Text shown section start
The woods are lovely, dark and deep

Eli Roth’s directorial debut pursues an atavistic kind of horror.

Cabin Fever” is a beautifully shot, sometimes funny, sometimes scary horror film. As a relentless homage to late 1970s/early 1980s horror, it positions itself as a throwback, a return to films like “The Evil Dead” and “The Texas Chainsaw Massacre.”

The film’s 31-year-old director, Eli Roth, is obviously enthralled with the gore and T&A of the period. We get plenty of both when a group of college students plan a weekend of drunken sex at a remote cabin. Their debauchery is predictably interrupted by a flesh-eating virus that turns the pre-yuppies against each other. However, Roth is also interested in an aspect of horror sometimes overlooked by the masses.

“Good horror movies have always reflected what was going on at the time,” Roth said. “And you never saw that more so than in the 1970s. ‘Dawn of the Dead’ is a reaction to the fact that malls were going up all over and we were just cannibalizing ourselves. The country was disappearing. And look what happened – what George Romero predicted 25 years ago has come true.”

Film critic Ed Gonzalez of slantmagazine.com took this notion of a deeper horror film to task and uncovered an AIDS parable in “Cabin Fever.” He saw the kids’ delirious response to the killer virus as symbolic of the way the Reagan administration tried, however erroneously, to contain the AIDS virus in the early 80s. Roth was excited to hear of such a provocative take on his film.
Text shown section end
Dataset extract section start
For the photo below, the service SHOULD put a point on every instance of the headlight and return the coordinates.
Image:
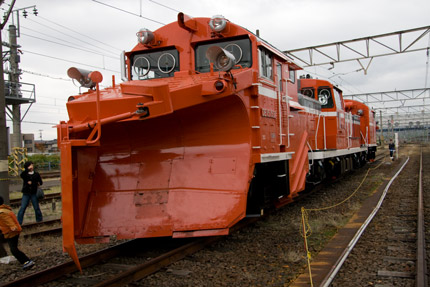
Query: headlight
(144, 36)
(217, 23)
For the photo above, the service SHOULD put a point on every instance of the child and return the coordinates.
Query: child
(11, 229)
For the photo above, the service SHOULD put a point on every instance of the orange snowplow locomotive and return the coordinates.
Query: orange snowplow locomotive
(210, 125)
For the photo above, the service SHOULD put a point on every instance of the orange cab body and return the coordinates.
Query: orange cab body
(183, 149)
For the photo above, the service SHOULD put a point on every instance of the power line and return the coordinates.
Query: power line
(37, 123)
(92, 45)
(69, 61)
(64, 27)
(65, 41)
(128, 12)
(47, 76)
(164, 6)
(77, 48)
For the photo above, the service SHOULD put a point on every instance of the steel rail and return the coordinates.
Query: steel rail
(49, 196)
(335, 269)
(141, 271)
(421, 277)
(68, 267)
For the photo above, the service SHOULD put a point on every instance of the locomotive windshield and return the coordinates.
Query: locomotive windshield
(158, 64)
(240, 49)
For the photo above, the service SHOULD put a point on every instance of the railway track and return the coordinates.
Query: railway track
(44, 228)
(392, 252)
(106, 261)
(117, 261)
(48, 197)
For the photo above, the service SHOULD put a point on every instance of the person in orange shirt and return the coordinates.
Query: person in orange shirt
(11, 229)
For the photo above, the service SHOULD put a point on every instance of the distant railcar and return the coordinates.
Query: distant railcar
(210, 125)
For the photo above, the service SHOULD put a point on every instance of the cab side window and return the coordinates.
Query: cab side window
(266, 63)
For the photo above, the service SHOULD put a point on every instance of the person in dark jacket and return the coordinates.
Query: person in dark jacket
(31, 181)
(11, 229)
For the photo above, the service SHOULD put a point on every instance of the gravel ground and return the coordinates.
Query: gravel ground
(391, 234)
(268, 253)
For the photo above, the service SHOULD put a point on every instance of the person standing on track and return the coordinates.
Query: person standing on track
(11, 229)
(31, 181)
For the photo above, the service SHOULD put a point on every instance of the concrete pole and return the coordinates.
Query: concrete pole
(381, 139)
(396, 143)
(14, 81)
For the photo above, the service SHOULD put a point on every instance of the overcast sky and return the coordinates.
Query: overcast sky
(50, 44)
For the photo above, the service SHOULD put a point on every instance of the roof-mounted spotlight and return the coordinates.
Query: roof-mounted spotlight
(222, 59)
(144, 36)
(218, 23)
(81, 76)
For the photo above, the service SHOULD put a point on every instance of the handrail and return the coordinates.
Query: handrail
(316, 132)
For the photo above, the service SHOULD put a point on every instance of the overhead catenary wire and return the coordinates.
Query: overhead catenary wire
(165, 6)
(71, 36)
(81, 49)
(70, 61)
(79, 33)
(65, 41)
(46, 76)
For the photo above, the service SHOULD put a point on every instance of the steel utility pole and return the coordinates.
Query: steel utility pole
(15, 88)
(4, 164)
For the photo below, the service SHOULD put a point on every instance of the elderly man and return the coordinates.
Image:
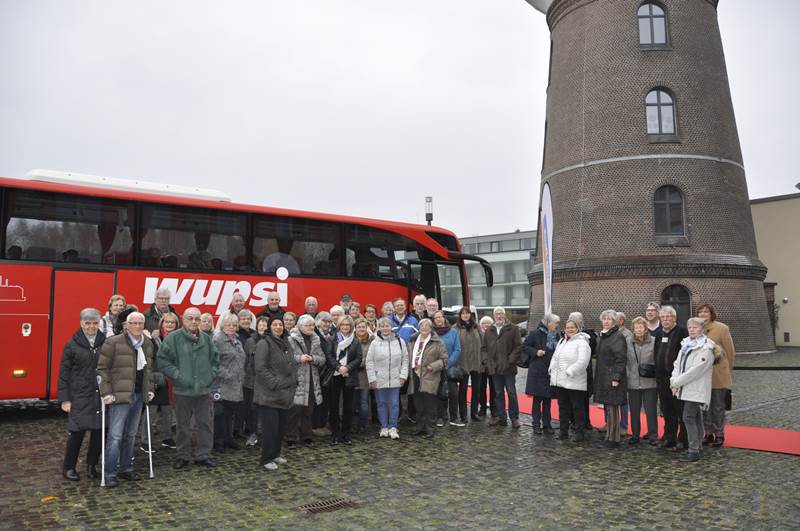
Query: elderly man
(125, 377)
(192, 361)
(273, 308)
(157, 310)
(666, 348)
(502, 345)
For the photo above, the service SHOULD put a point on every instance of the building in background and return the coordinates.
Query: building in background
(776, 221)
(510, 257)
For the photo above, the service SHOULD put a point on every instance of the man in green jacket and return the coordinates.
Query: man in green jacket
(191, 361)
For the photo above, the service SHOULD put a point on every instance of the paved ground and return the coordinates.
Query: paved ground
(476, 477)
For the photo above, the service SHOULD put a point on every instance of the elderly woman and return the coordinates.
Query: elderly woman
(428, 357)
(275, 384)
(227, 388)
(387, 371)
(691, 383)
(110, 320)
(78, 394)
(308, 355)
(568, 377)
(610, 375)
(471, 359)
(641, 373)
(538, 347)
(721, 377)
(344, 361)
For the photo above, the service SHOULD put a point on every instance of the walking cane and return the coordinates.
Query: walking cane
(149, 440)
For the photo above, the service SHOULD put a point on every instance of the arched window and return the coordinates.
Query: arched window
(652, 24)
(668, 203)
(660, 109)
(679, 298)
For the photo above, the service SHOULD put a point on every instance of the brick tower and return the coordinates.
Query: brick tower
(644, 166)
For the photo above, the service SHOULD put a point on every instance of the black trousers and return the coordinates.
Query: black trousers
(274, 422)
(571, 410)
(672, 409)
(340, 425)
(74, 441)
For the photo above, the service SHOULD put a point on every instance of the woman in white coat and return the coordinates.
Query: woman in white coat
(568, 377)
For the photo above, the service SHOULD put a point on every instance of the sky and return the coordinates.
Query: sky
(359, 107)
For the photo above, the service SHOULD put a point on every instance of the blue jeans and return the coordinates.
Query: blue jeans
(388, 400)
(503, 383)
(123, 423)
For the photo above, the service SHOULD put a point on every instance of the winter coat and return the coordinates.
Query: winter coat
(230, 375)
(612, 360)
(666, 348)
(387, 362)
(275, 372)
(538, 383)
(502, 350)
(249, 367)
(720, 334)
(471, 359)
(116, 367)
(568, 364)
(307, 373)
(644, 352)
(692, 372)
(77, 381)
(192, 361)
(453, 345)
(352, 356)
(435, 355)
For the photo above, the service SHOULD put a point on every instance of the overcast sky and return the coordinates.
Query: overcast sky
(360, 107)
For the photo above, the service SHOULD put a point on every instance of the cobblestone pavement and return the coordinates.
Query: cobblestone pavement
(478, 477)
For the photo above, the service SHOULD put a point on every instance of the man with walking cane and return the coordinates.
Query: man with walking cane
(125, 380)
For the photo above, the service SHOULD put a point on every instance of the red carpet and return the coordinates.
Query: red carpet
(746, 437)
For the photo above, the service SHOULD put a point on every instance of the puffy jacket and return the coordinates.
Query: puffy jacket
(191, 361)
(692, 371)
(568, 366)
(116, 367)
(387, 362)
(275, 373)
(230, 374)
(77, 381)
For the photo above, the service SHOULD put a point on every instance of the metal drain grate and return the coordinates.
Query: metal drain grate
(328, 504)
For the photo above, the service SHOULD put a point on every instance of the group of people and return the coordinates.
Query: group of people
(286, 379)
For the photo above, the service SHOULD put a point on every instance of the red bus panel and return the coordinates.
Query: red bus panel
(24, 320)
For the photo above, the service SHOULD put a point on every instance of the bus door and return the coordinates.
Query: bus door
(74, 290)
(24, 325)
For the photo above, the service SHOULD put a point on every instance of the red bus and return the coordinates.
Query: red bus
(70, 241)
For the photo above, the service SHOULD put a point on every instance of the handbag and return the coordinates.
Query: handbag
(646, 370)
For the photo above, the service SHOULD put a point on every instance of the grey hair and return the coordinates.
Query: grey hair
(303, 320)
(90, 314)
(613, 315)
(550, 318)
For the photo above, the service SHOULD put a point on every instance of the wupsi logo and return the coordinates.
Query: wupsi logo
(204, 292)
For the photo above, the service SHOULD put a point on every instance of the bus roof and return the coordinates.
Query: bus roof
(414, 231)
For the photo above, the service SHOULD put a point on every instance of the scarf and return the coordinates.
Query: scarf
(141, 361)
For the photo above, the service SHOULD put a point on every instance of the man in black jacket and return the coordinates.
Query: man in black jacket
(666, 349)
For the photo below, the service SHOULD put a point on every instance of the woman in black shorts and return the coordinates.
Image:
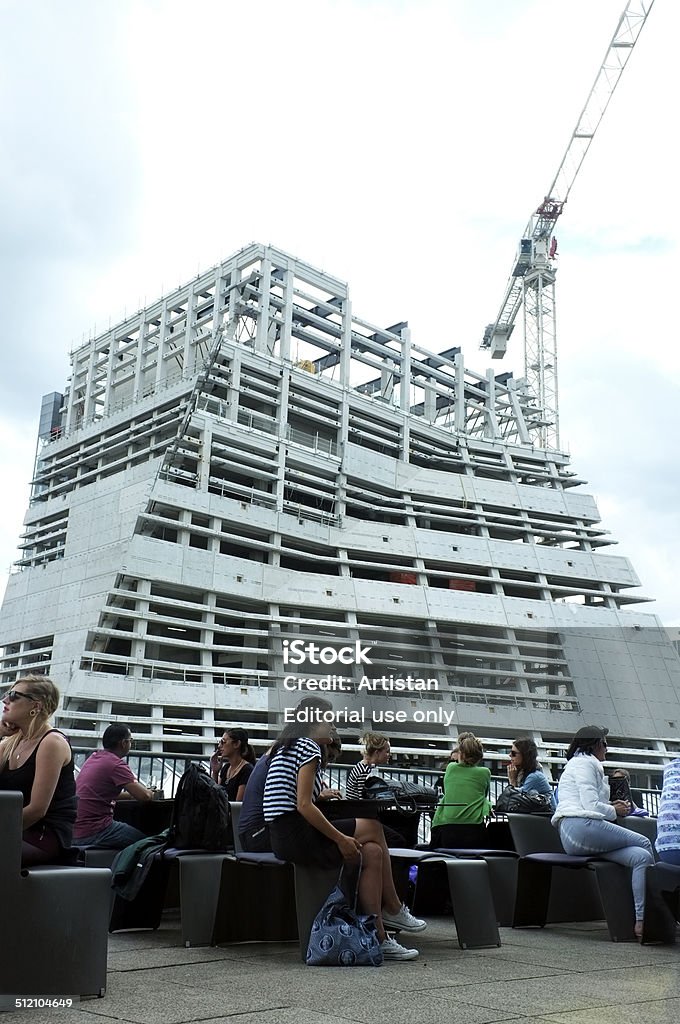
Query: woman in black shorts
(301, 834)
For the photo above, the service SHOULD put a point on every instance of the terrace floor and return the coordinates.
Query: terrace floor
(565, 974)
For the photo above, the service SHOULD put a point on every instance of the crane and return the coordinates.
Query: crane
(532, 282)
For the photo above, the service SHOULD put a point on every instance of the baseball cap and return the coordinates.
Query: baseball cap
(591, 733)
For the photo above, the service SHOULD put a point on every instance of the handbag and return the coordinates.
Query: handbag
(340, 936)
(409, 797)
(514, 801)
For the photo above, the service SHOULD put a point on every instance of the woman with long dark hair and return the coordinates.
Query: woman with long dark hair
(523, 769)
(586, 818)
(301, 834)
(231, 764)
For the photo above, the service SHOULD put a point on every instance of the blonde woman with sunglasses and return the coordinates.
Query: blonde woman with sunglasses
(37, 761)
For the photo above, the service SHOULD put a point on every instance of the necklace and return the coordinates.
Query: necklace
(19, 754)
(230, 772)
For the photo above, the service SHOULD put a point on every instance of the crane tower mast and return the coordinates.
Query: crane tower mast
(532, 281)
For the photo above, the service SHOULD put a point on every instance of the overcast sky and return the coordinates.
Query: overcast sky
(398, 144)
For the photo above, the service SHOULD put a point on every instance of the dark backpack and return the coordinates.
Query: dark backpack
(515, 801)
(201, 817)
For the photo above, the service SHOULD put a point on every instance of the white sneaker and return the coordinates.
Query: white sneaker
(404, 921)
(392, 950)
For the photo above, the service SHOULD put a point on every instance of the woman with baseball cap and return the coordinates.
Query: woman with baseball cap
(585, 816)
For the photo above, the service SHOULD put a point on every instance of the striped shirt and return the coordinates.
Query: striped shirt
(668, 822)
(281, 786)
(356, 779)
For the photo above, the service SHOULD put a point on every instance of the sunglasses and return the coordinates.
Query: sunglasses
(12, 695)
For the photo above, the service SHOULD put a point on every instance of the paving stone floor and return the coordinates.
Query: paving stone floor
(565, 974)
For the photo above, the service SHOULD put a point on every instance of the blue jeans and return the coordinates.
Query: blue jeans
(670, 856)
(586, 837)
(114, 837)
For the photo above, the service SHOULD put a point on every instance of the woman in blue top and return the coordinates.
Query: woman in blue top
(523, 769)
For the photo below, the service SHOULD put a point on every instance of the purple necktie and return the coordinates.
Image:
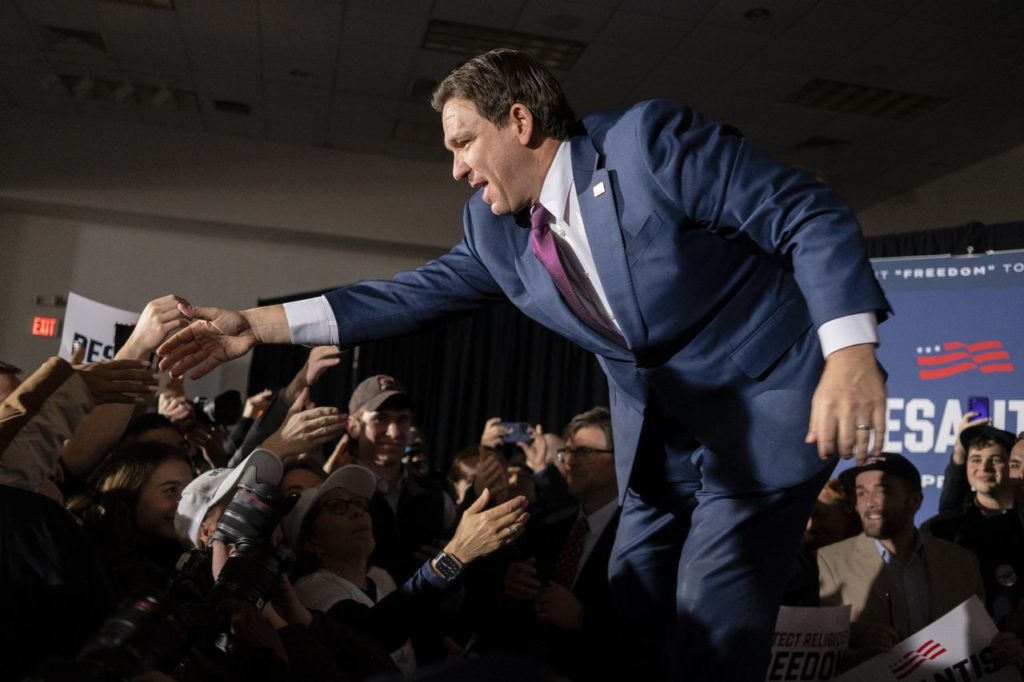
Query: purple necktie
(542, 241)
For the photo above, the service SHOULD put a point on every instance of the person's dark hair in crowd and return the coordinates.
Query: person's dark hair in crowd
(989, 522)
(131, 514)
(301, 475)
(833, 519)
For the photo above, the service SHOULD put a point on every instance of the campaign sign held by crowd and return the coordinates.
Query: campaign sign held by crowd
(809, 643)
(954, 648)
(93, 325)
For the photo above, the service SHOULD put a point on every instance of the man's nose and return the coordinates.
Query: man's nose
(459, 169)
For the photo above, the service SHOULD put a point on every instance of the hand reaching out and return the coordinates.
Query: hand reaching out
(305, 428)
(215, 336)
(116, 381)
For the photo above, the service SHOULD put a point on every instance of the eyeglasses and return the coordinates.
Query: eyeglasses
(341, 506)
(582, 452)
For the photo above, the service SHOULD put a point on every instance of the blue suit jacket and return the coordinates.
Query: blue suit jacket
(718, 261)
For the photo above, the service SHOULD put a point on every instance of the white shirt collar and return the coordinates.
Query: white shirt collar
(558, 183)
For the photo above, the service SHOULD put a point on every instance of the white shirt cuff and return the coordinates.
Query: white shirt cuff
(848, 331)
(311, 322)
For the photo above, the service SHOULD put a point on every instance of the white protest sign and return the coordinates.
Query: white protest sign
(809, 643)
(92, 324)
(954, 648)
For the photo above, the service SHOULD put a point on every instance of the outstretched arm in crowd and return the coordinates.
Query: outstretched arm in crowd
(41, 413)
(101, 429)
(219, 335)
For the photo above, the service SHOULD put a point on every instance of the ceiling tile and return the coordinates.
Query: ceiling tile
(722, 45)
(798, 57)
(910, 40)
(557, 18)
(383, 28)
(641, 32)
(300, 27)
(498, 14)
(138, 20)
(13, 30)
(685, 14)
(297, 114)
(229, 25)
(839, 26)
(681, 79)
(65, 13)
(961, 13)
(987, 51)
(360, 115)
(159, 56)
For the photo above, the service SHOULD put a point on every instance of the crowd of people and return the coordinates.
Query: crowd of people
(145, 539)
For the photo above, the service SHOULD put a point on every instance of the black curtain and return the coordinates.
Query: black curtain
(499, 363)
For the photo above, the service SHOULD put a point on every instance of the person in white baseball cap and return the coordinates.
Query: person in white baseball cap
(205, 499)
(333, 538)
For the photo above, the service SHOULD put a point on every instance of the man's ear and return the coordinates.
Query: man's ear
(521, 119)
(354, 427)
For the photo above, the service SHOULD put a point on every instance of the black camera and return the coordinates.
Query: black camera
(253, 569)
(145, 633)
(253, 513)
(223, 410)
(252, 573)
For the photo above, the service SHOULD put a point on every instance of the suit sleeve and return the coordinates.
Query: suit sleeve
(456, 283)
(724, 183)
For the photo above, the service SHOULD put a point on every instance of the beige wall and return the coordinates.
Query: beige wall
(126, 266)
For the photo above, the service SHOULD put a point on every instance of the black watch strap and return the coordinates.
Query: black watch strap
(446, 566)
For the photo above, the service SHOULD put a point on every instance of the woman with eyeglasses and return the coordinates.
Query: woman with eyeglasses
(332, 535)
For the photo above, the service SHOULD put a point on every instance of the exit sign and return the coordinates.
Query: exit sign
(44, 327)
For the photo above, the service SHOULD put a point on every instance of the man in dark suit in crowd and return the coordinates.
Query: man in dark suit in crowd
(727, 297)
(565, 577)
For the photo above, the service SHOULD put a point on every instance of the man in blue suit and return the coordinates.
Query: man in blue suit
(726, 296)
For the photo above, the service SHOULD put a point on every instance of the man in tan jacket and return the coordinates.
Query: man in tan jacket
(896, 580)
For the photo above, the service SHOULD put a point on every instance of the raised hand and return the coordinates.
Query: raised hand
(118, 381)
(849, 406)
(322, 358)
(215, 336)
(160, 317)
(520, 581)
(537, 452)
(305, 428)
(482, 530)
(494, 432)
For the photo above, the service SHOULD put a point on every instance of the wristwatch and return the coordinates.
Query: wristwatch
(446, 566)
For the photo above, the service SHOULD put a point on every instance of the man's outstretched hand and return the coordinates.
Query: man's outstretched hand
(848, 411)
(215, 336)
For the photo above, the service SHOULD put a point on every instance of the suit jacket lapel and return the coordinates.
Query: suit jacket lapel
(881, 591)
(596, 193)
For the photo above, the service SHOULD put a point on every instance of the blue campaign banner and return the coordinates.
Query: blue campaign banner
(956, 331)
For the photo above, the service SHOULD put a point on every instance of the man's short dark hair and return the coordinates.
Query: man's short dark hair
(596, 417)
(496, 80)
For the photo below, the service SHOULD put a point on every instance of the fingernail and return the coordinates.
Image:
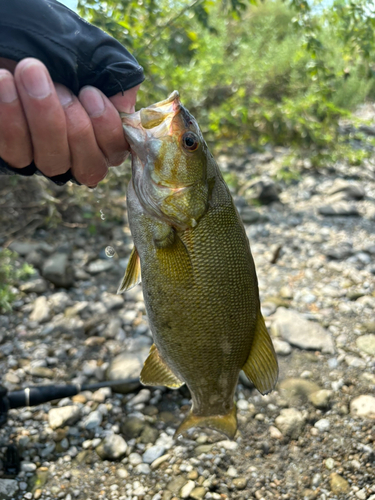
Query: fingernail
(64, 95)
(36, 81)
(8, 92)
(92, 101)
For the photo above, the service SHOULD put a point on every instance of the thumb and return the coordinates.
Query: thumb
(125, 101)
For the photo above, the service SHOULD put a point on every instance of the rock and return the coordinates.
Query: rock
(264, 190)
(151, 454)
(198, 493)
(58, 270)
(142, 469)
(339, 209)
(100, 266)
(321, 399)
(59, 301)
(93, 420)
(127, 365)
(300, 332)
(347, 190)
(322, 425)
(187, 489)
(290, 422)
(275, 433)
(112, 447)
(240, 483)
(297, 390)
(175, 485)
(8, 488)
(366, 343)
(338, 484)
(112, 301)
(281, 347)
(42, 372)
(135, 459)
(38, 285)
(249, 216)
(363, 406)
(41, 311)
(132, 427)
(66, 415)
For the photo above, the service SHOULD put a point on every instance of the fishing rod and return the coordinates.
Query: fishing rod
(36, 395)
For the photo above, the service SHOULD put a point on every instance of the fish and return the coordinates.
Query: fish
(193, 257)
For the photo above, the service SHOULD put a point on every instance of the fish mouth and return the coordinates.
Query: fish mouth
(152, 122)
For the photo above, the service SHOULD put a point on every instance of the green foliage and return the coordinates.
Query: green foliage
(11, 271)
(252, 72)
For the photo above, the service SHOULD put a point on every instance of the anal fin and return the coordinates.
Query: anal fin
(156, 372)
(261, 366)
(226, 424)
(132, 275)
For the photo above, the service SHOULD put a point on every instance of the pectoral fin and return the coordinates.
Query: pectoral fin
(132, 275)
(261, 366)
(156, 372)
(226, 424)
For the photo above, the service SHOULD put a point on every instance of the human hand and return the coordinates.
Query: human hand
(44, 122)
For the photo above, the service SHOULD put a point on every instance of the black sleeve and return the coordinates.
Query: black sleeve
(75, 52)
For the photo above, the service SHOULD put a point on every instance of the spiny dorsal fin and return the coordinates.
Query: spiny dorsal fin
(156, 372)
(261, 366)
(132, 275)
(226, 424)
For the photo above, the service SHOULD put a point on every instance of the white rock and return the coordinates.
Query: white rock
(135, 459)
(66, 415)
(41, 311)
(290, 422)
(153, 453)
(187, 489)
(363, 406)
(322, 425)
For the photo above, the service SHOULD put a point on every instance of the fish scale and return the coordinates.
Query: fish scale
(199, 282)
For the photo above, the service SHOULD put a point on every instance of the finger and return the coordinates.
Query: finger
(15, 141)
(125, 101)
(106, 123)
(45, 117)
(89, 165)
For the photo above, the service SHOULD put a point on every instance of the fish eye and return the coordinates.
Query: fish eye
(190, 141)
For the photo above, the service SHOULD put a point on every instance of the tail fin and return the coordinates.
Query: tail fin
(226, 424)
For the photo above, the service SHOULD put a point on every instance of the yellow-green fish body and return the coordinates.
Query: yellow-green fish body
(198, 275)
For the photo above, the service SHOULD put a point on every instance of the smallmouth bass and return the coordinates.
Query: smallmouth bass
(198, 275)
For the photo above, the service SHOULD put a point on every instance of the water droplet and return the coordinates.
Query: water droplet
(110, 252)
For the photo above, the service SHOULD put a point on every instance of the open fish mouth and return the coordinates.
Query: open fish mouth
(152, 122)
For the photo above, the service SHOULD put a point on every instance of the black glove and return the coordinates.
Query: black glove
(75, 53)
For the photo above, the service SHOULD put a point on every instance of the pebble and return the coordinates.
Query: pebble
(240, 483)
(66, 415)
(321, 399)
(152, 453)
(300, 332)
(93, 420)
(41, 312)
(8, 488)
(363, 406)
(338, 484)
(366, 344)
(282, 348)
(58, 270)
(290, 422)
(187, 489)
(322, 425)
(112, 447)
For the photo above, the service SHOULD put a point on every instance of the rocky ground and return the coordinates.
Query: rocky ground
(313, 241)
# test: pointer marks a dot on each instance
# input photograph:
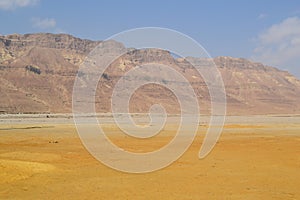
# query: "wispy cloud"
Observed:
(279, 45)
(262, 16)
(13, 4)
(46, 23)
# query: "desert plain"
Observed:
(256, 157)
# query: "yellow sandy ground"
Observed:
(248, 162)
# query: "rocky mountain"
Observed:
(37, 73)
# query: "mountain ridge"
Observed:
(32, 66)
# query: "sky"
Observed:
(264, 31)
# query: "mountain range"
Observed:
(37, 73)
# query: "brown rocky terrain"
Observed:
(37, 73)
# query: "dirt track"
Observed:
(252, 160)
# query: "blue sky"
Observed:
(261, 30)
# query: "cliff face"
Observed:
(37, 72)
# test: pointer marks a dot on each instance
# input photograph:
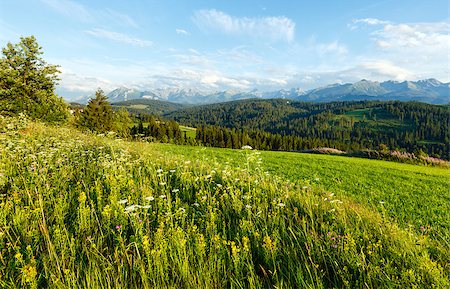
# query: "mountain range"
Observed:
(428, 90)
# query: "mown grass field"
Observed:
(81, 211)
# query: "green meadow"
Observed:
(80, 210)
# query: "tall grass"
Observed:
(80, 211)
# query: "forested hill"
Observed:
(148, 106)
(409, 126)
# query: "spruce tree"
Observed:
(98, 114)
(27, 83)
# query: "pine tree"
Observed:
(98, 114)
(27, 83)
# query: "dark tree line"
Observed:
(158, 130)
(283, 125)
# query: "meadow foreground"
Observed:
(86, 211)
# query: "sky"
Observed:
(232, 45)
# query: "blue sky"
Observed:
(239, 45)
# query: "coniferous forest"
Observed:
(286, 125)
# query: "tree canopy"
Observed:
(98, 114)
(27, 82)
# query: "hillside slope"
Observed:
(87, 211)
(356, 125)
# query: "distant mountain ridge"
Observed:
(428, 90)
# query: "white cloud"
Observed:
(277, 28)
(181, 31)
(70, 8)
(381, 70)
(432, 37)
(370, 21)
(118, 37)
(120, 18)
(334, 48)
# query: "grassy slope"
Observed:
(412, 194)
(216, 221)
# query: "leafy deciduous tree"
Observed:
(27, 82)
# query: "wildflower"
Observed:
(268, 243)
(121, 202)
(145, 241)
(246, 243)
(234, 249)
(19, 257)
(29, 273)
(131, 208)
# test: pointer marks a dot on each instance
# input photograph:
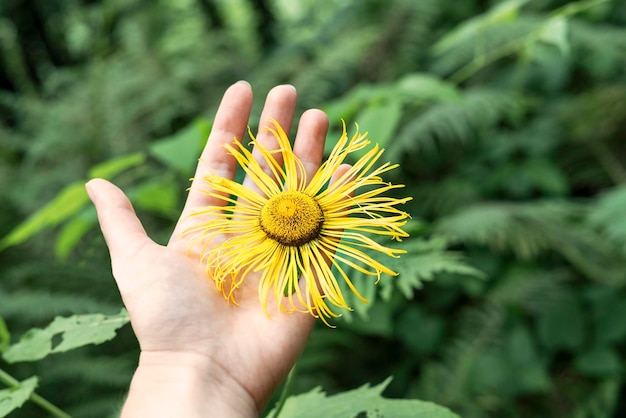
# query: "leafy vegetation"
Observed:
Dataset extract section end
• _Things to do_
1. Return the part of the Cabin Fever article that begins at the words "Eli Roth’s directorial" and stops after the words "by the masses.".
2. In the Cabin Fever article, how old is the film's director?

• _Results of the exercise_
1.
Eli Roth’s directorial debut pursues an atavistic kind of horror.

Cabin Fever” is a beautifully shot, sometimes funny, sometimes scary horror film. As a relentless homage to late 1970s/early 1980s horror, it positions itself as a throwback, a return to films like “The Evil Dead” and “The Texas Chainsaw Massacre.”

The film’s 31-year-old director, Eli Roth, is obviously enthralled with the gore and T&A of the period. We get plenty of both when a group of college students plan a weekend of drunken sex at a remote cabin. Their debauchery is predictably interrupted by a flesh-eating virus that turns the pre-yuppies against each other. However, Roth is also interested in an aspect of horror sometimes overlooked by the masses.

2. 31 years old.